● Selected excerpt:
In looking at your Automatic Workload Repository report, I see that the longest-running events at the system level are latch-related: cache buffers chains and library cache. Additionally, your CPU time was way up there. Concurrency-based waits are caused by one thing and one thing only: having many concurrently active sessions. If you had fewer concurrently active sessions, you would by definition have fewer concurrency-based waits (fewer people contending with each other). I see that you had 134 sessions in the database running on a total of 4 CPU cores. Because it is not really possible for 4 CPU cores to allow 134 sessions to be concurrently active, I recommend that you decrease the number of concurrent sessions by reducing the size of your connection pool—radically. Cut your connection pool to something like 32. It is just not possible for 4 cores to run 134 things at the same time; 4 cores can run only 4 things at exactly the same time. If you reduce the concurrent user load, you’ll see those waits go down, response time go down, and your transaction rates improve. In short, you’ll find out that you can actually do more work with fewer sessions than you can with more.

I know that this fewer-does-more suggestion sounds counterintuitive, but I encourage you to watch this narrated Real World Performance video.

In this video, you’ll see what happens in a test of a 12-core machine running transactions and decreasing the size of a connection pool from an unreasonable number (in the thousands) to a reasonable number: 96. At 96 connections on this particular machine, the machine was able to do 150 percent the number of transactions per second and took the response time for these transactions from ~100 milliseconds down to ~5 milliseconds.

Short of reducing your connection pool size (and therefore changing the way the application is using the database by queuing in the middle-tier connection pool instead of queuing hundreds of active sessions in the database), you would have to change your queries to make them request cache buffers chains latches less often. In short: tune the queries and the algorithms in the application. There is literally no magic here. Tweaking things at the system level might not be an option. Touching the application might have to be an option.

And from Documentum perspective, the only option to limit the number of database connections is to use shared server feature (fuck yeah, Oracle supports Database Resident Connection Pooling since 11g, but mature product does not). And do not pay much attention to EMC’s documents like Optimizing Oracle for EMC Documentum – such documents are wrong from beginning to end.

Database connections

Let’s discuss another statement from performance guide (forget about the fact that the writer experiences difficulties with math (I do believe that 2x2x250 is 1000 but not 2000)):

Tune PROCESSES: As a rule of thumb, PROCESSES should be set to the double of the sum of maximum concurrent sessions of all content server instances. For example, if there are two instances each with concurrent_sessions set to 250, PROCESSES should be set to 2000 (2x2x250). It needs to specify the scope in the alter command when change the value.

● Record excerpts:
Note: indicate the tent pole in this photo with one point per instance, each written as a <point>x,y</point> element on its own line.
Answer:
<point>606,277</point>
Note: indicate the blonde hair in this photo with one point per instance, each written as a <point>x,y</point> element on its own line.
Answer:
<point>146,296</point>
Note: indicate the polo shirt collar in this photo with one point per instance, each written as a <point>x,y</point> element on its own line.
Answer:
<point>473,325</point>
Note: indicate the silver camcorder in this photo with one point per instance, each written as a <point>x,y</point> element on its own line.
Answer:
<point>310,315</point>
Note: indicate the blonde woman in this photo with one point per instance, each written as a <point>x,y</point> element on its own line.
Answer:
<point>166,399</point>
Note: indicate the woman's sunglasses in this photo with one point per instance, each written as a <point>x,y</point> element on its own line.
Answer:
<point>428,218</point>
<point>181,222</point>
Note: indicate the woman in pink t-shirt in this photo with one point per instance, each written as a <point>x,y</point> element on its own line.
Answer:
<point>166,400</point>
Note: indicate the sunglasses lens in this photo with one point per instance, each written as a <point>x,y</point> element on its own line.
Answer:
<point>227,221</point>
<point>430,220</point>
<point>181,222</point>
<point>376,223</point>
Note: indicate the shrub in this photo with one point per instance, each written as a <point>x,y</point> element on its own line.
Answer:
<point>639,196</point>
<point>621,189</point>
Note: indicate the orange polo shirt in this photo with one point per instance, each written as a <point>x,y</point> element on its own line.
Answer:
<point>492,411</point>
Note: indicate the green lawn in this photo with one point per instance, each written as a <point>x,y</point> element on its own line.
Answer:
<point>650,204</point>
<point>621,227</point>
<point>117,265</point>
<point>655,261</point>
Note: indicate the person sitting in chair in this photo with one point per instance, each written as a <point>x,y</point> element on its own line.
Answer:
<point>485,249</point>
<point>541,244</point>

● What to do:
Reproduce the stretch of the connection pool text above from "In this video, you’ll" through "to ~5 milliseconds.".

● Finished answer:
In this video, you’ll see what happens in a test of a 12-core machine running transactions and decreasing the size of a connection pool from an unreasonable number (in the thousands) to a reasonable number: 96. At 96 connections on this particular machine, the machine was able to do 150 percent the number of transactions per second and took the response time for these transactions from ~100 milliseconds down to ~5 milliseconds.